(Your instructions) Rewrite the stretch from the start of the lines through the line containing "268L44 349L176 343L170", putting "answer" wherever "reply" appears and leaving everything else unchanged.

(The data)
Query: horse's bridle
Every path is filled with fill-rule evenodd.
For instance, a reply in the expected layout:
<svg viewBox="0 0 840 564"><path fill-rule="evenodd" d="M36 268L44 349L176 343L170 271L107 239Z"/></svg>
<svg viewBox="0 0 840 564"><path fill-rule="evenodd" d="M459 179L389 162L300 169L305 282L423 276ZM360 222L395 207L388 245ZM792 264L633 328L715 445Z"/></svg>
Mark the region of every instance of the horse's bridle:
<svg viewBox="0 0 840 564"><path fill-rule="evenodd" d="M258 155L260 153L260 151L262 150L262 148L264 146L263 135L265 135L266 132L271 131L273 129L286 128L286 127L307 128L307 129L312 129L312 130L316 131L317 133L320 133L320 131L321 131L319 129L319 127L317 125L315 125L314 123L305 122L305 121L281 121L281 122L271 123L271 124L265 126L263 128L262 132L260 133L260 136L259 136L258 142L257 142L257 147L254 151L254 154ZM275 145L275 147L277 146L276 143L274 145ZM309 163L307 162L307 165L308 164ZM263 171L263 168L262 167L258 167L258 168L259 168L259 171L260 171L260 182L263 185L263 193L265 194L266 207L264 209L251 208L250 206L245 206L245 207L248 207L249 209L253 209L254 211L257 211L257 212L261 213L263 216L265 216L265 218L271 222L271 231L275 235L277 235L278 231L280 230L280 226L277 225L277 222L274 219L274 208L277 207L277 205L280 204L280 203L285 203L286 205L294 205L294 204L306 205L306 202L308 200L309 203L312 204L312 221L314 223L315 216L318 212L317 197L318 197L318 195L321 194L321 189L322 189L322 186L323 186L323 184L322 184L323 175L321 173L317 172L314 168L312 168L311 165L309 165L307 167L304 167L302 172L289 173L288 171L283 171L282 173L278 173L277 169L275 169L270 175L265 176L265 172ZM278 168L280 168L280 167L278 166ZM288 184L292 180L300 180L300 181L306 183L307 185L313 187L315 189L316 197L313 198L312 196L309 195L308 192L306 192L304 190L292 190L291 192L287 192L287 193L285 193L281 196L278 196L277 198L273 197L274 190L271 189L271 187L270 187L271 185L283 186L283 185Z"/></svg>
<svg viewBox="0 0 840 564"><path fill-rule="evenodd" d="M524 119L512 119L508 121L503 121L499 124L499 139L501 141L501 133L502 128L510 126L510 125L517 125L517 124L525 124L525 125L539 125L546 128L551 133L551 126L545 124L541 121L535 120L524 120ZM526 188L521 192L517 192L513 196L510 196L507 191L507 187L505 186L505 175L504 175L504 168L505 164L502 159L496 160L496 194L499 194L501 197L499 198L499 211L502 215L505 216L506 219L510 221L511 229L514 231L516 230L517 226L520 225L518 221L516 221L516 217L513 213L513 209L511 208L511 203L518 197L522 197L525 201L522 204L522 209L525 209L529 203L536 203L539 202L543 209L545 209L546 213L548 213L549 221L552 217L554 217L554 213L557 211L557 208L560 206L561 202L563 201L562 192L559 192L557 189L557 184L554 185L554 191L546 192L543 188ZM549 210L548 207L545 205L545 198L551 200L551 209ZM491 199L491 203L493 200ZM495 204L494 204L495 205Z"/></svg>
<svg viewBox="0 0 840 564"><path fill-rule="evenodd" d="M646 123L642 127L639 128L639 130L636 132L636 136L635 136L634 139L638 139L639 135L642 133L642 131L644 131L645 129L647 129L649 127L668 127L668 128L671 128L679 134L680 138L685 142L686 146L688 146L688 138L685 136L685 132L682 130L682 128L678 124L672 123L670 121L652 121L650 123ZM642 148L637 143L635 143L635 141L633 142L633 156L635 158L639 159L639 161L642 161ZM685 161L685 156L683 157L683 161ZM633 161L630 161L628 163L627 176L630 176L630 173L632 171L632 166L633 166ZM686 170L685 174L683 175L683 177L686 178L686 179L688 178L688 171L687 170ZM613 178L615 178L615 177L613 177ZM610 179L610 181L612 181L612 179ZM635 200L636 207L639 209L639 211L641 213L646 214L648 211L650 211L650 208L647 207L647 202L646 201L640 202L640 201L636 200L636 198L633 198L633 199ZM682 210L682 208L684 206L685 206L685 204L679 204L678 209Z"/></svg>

(Answer in full)
Query: horse's bridle
Every path is filled with fill-rule evenodd.
For instance, a answer in the expected layout:
<svg viewBox="0 0 840 564"><path fill-rule="evenodd" d="M36 268L44 349L176 343L170 271L107 239Z"/></svg>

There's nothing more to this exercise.